[Dataset excerpts]
________________________________________

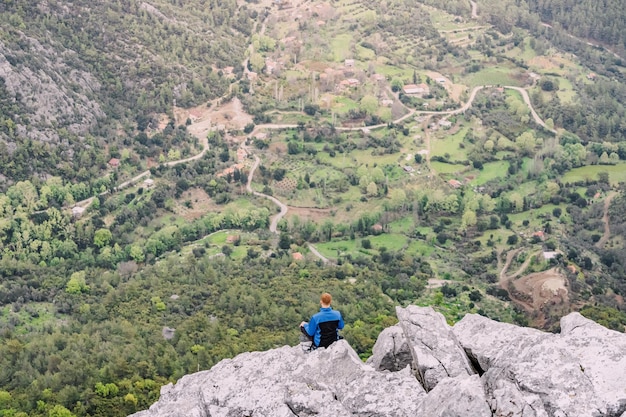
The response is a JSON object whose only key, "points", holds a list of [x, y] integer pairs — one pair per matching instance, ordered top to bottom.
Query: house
{"points": [[411, 89], [416, 89], [446, 124], [455, 183], [549, 255]]}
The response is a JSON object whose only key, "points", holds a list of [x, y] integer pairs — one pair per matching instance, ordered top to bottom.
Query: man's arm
{"points": [[310, 327]]}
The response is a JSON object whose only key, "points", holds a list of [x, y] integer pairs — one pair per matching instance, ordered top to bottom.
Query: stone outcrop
{"points": [[391, 351], [436, 352], [420, 367], [578, 372], [288, 382]]}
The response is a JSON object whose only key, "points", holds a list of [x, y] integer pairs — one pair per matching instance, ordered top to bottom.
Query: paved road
{"points": [[474, 9], [586, 42], [283, 207], [605, 219]]}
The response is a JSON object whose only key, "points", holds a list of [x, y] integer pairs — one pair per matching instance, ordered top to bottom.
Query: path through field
{"points": [[605, 219]]}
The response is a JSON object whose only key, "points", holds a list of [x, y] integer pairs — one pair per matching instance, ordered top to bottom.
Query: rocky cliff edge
{"points": [[420, 367]]}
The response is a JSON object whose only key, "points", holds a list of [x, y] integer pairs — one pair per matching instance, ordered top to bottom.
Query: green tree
{"points": [[368, 104], [102, 237], [77, 283], [60, 411]]}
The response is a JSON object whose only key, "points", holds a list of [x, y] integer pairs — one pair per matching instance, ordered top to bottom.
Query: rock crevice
{"points": [[478, 367]]}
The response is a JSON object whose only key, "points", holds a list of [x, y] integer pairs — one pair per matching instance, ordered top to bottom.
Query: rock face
{"points": [[391, 351], [436, 353], [421, 367], [579, 372], [288, 382]]}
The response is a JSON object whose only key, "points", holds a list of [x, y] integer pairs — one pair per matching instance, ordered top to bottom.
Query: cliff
{"points": [[420, 367]]}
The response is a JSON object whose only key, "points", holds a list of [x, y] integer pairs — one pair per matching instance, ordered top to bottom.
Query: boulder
{"points": [[391, 352], [436, 352], [581, 371], [289, 382], [461, 396]]}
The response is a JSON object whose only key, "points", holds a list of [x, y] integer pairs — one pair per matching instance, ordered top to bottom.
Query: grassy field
{"points": [[340, 46], [492, 76], [451, 145], [444, 168], [491, 171], [617, 173]]}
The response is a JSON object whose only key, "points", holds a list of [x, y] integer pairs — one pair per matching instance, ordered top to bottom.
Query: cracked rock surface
{"points": [[421, 367]]}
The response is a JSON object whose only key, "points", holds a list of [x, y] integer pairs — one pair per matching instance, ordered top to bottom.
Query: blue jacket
{"points": [[325, 314]]}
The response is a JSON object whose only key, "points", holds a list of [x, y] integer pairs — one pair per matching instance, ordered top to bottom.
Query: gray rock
{"points": [[391, 352], [436, 352], [579, 372], [288, 382], [461, 396]]}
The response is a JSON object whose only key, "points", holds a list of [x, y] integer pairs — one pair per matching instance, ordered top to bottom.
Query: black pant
{"points": [[306, 334]]}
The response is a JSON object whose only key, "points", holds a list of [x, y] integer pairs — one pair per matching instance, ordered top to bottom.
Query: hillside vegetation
{"points": [[181, 179]]}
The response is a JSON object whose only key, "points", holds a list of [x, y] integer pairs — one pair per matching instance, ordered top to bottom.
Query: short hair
{"points": [[326, 298]]}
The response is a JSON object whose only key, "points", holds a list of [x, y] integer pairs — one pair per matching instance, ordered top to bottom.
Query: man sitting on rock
{"points": [[323, 326]]}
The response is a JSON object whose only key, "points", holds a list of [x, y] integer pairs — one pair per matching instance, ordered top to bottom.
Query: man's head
{"points": [[326, 299]]}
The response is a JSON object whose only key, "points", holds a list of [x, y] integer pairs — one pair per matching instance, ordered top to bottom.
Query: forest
{"points": [[155, 280]]}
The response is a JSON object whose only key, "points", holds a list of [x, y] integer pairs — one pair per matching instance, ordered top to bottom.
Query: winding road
{"points": [[474, 9], [202, 136], [605, 219]]}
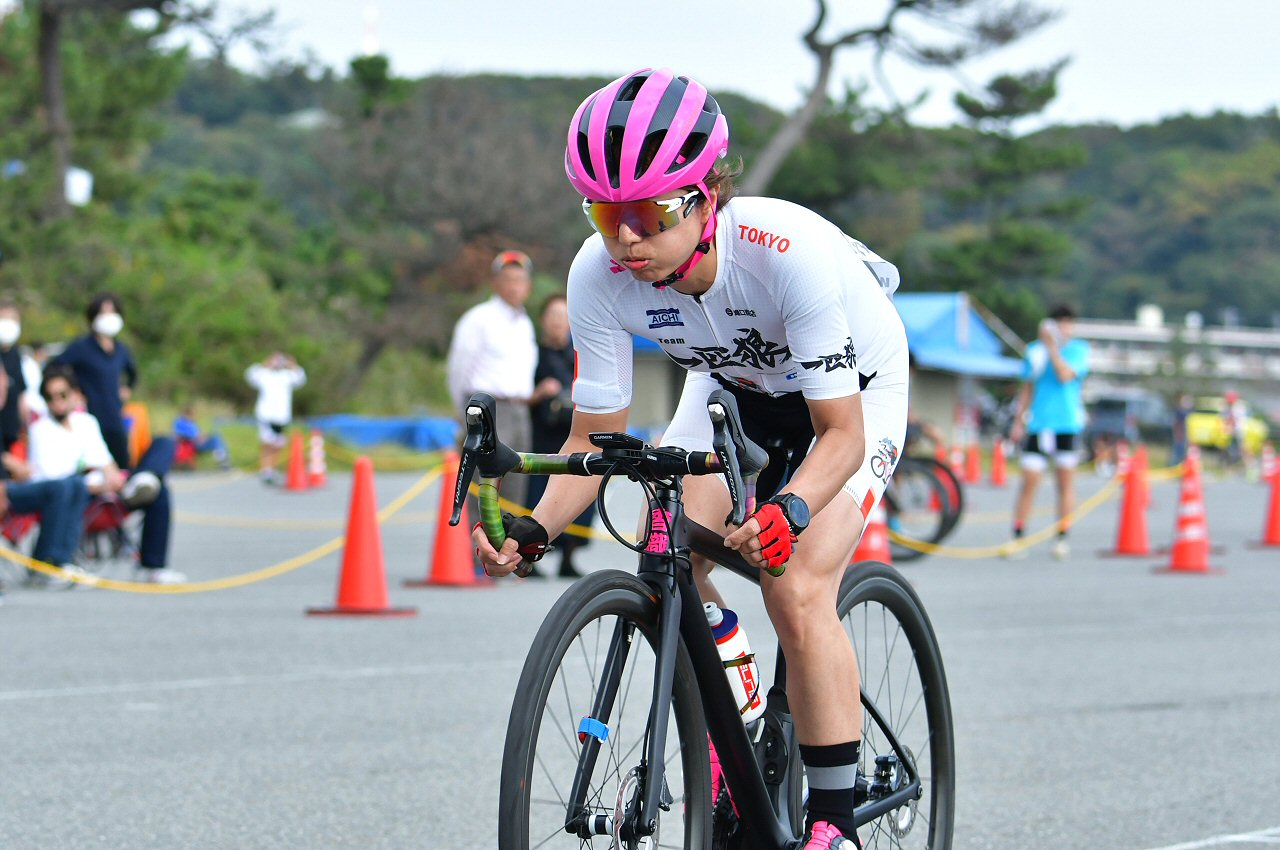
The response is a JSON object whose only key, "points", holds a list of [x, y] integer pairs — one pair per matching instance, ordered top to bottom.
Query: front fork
{"points": [[658, 570]]}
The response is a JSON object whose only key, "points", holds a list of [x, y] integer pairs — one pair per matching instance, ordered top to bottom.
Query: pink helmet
{"points": [[643, 136]]}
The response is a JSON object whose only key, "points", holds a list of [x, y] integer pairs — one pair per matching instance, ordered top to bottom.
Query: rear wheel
{"points": [[919, 508], [607, 620], [905, 686]]}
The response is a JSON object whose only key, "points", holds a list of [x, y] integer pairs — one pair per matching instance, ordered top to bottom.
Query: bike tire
{"points": [[955, 492], [922, 508], [901, 672], [557, 689]]}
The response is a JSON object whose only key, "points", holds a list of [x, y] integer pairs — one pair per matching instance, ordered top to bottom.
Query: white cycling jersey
{"points": [[796, 306]]}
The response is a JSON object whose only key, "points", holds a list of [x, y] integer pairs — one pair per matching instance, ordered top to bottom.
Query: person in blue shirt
{"points": [[105, 370], [1050, 417], [187, 430]]}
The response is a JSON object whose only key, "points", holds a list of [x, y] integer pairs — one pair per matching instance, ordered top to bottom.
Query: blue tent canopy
{"points": [[945, 333]]}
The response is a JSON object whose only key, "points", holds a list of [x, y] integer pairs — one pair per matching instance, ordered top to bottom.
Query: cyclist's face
{"points": [[654, 256], [512, 286]]}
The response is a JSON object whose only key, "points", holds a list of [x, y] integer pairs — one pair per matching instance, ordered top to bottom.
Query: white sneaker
{"points": [[140, 490], [1015, 551], [161, 575]]}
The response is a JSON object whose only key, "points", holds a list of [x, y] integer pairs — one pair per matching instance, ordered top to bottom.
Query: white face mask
{"points": [[109, 324], [9, 332]]}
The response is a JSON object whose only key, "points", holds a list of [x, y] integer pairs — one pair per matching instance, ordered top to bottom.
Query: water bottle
{"points": [[739, 662]]}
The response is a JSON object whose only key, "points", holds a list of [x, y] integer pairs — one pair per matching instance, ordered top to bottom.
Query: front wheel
{"points": [[600, 638], [904, 682]]}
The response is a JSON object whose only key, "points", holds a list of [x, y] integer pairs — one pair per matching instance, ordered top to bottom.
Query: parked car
{"points": [[1129, 415], [1206, 426]]}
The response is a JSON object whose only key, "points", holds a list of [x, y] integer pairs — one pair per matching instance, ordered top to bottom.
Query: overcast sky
{"points": [[1132, 60]]}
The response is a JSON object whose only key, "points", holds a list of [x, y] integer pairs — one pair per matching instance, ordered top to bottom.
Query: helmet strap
{"points": [[700, 250]]}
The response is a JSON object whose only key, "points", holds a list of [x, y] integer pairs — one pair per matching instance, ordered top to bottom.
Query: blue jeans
{"points": [[60, 505], [158, 516]]}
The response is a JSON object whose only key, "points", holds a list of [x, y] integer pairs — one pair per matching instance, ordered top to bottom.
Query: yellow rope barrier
{"points": [[387, 464], [229, 581]]}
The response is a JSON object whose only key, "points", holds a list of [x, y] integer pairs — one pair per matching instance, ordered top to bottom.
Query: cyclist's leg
{"points": [[705, 498]]}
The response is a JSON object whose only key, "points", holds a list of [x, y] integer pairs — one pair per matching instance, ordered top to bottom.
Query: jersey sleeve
{"points": [[602, 346], [1077, 356]]}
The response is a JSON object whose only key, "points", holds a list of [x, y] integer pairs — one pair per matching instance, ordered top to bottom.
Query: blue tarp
{"points": [[945, 333], [421, 433]]}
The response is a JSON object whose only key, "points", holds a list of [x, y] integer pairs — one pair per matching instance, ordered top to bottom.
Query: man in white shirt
{"points": [[494, 351], [274, 379], [68, 443]]}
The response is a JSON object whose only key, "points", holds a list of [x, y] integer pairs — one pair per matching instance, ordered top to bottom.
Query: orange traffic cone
{"points": [[1123, 460], [972, 464], [999, 464], [318, 473], [297, 476], [1191, 531], [1271, 531], [1132, 537], [874, 543], [452, 560], [362, 584]]}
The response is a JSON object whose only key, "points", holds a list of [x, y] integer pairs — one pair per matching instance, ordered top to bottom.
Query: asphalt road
{"points": [[1097, 703]]}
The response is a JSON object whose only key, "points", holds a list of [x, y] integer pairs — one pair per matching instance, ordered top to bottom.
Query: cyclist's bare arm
{"points": [[836, 455], [566, 496]]}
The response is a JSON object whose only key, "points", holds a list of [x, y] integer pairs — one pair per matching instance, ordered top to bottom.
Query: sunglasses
{"points": [[643, 218]]}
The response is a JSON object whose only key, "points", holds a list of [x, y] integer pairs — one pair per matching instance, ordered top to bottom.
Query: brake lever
{"points": [[481, 449], [741, 458]]}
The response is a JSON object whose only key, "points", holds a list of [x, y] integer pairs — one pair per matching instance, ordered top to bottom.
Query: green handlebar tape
{"points": [[490, 512]]}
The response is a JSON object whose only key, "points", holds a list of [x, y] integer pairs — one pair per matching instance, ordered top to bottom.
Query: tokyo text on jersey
{"points": [[796, 306]]}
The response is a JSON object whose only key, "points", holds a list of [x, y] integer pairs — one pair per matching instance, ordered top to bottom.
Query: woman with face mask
{"points": [[105, 370]]}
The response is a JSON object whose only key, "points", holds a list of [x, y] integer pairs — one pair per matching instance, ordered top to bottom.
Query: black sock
{"points": [[832, 771]]}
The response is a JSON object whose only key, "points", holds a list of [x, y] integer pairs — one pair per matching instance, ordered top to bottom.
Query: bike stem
{"points": [[763, 831]]}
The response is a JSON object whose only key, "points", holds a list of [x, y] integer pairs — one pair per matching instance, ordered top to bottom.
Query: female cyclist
{"points": [[773, 302]]}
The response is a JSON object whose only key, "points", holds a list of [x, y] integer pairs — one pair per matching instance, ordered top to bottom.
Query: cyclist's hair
{"points": [[722, 177], [99, 301], [55, 371]]}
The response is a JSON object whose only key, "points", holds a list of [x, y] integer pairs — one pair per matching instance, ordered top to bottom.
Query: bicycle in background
{"points": [[622, 689]]}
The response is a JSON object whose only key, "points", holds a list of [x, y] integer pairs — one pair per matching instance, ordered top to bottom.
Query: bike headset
{"points": [[644, 135]]}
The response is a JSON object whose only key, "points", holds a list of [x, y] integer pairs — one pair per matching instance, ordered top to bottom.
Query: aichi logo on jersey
{"points": [[664, 318]]}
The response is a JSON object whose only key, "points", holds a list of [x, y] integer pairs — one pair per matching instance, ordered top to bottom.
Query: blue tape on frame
{"points": [[593, 727]]}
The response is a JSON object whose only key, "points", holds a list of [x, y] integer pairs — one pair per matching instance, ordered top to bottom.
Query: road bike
{"points": [[624, 690]]}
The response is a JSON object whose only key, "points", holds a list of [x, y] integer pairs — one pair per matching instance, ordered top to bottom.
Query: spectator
{"points": [[493, 351], [32, 370], [1052, 370], [105, 371], [274, 379], [552, 414], [13, 416], [1234, 417], [187, 430], [1180, 439], [69, 442], [60, 505]]}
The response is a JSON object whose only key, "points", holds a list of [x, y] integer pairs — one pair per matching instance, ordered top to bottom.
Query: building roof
{"points": [[944, 332]]}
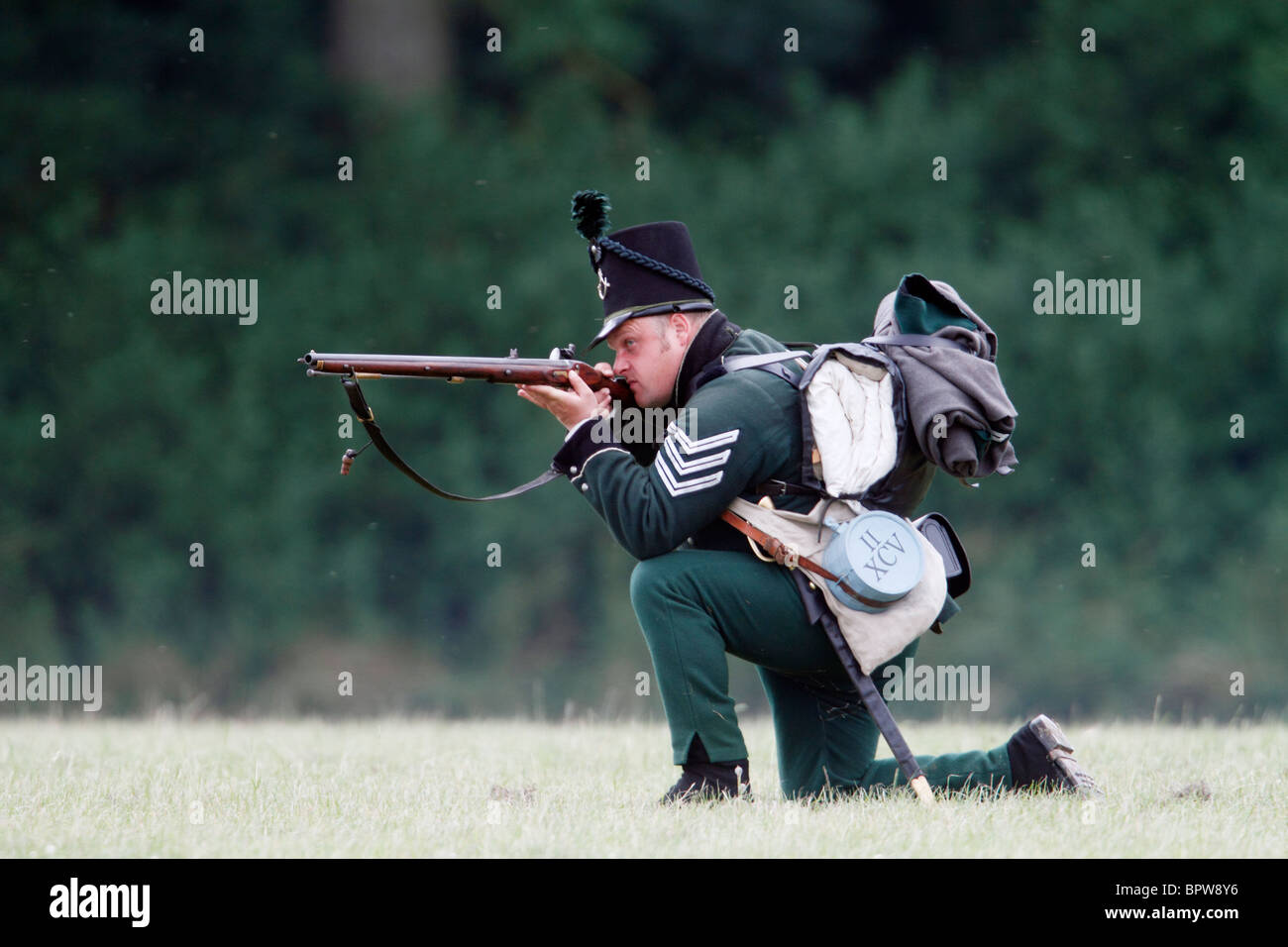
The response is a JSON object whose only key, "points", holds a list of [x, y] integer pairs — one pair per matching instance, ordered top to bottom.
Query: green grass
{"points": [[430, 788]]}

________________________________________

* _Problem statement_
Output only the lines that run from the line containing "Query: building roof" to the last line of the data, exactly as they stand and without pictures.

* _Answer space_
Query: building roof
{"points": [[944, 332]]}
The response is a JSON object whose only key, "points", holds a list of [x, y] integer pairs — one pair per matching instance, ordered top to bottom.
Query: green grass
{"points": [[430, 788]]}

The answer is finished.